# Texto da página
Doria toca fogo no PSDB paulista por candidatura que não vai vingar
Foto: Ueslei Marcelino/Reuters
Com as prévias presidenciais do PSDB indefinidas, o governador João Doria (SP) e seus aliados vêm questionando as regras adotadas pelo partido por, em sua avaliação, beneficiarem o rival Eduardo Leite (RS), algo que não se sustenta segundo dirigentes da sigla.
Ancorada em um problema de ordem tecnológica, a disputa política entre os governadores escalou. Aliados do gaúcho e mesmo parte da cúpula tucana passaram a rebater as desconfianças do paulista.
As acusações vão desde o uso de aplicativo em vez de urnas eletrônicas à contratação de uma fundação do Rio Grande do Sul para criar o aplicativo de votação.
No domingo (21), as prévias foram suspensas depois que a ferramenta, com 44,7 mil tucanos cadastrados, travou e apenas cerca de 3.000 conseguiram votar.
A Fundação de Apoio à Universidade Federal do Rio Grande do Sul (Faurgs), responsável pelo app, divulgou nota, nesta quarta (24), afirmando considerar “muito plausível a ocorrência de um ataque de hackers”.

# Objetivo declarado A
Liste todas as linhas dos registros em que aparece a palavra "white".
O texto e os registros não têm nenhuma relação entre si.

(Entradas do conjunto de dados)
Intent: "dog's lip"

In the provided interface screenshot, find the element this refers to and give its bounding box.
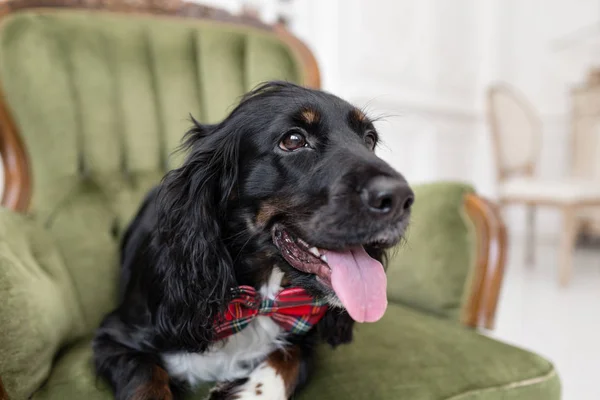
[272,225,331,286]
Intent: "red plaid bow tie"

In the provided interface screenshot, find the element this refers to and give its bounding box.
[215,286,327,340]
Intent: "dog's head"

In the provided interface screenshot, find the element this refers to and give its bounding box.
[162,82,414,322]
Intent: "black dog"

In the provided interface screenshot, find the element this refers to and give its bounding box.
[94,82,413,400]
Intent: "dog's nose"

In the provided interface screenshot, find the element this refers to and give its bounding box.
[360,176,415,215]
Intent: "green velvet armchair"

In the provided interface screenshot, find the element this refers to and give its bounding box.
[0,0,560,400]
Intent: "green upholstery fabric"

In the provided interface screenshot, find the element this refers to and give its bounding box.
[33,305,560,400]
[0,9,303,398]
[388,182,475,320]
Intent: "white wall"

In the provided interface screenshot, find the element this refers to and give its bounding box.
[286,0,600,236]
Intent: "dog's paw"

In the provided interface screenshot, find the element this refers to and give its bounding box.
[238,363,287,400]
[208,363,287,400]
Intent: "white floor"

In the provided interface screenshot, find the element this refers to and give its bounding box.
[491,237,600,400]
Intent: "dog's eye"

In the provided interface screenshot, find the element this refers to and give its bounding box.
[365,131,377,150]
[279,131,308,151]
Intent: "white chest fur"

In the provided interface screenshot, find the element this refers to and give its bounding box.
[163,268,285,386]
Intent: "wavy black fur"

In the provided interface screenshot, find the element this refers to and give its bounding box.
[94,82,408,400]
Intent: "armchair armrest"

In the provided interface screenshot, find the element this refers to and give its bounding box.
[0,208,84,399]
[388,182,506,329]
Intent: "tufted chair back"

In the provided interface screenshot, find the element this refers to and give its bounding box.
[0,0,318,334]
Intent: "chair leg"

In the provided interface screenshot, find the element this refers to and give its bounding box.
[558,206,579,286]
[525,205,536,266]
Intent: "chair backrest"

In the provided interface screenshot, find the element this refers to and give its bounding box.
[0,0,319,214]
[0,0,319,366]
[487,84,542,180]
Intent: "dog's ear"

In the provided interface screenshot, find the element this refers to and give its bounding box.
[151,120,239,351]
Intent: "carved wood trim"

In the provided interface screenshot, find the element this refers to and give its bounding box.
[461,194,508,329]
[0,0,321,212]
[0,84,31,212]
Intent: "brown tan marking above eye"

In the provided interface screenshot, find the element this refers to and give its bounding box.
[300,108,321,124]
[352,108,367,123]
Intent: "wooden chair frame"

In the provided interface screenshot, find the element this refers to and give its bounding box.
[0,0,506,400]
[487,83,600,286]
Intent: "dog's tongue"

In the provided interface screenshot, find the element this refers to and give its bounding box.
[325,246,387,322]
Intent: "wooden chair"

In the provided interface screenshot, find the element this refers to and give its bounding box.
[0,0,516,400]
[487,84,600,286]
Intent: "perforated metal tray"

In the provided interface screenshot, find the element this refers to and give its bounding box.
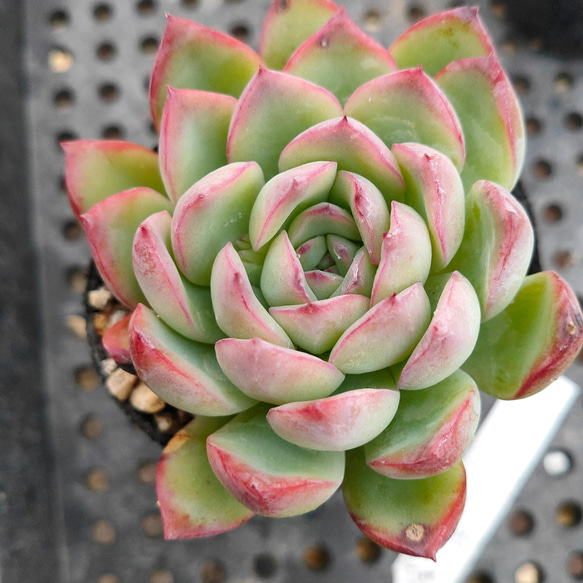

# Objetivo declarado B
Retome a reportagem sobre as prévias do PSDB e dê continuidade a ela a partir da última frase.

# Resposta escrita A
Intent: "white wall"
Intent: "white floor"
Intent: "white chest fur"

# Resposta escrita B
O PSDB testa aplicativos de empresas privadas para concluir a votação e, até esta quinta (25), não havia previsão de um novo cronograma —o prazo prometido é domingo (28). As campanhas de Doria, Leite e Arthur Virgílio, ex-prefeito de Manaus e terceiro concorrente, pressionam pela conclusão do pleito.
A indefinição alimentou o que as campanhas têm chamado de “guerra de narrativas”. No domingo, em entrevista à imprensa, Doria afirmou que a Faurgs tem sede em Pelotas, cidade onde Leite foi prefeito e vereador.
A fundação, no entanto, fica em Porto Alegre. Consultada pela Folha, a entidade reforçou não ter ligação com Pelotas –nem unidades e nem projetos na cidade.
“O senador Arthur Virgílio e eu, desde o início desse processo, defendemos o uso de urnas eletrônicas. Processo transparente e legitimado, à prova de fraude. Por razões que nós desconhecemos, o partido adotou uma forma híbrida. Escolheu uma empresa para desenvolver um aplicativo, que circunstancialmente é de Pelotas, no Rio Grande do Sul, e outra parte adotando as urnas eletrônicas”, disse Doria à imprensa no domingo.
O deputado federal Daniel Trzeciak (RS), aliado de Leite que acompanhava a entrevista, protestou: “É mentira!”.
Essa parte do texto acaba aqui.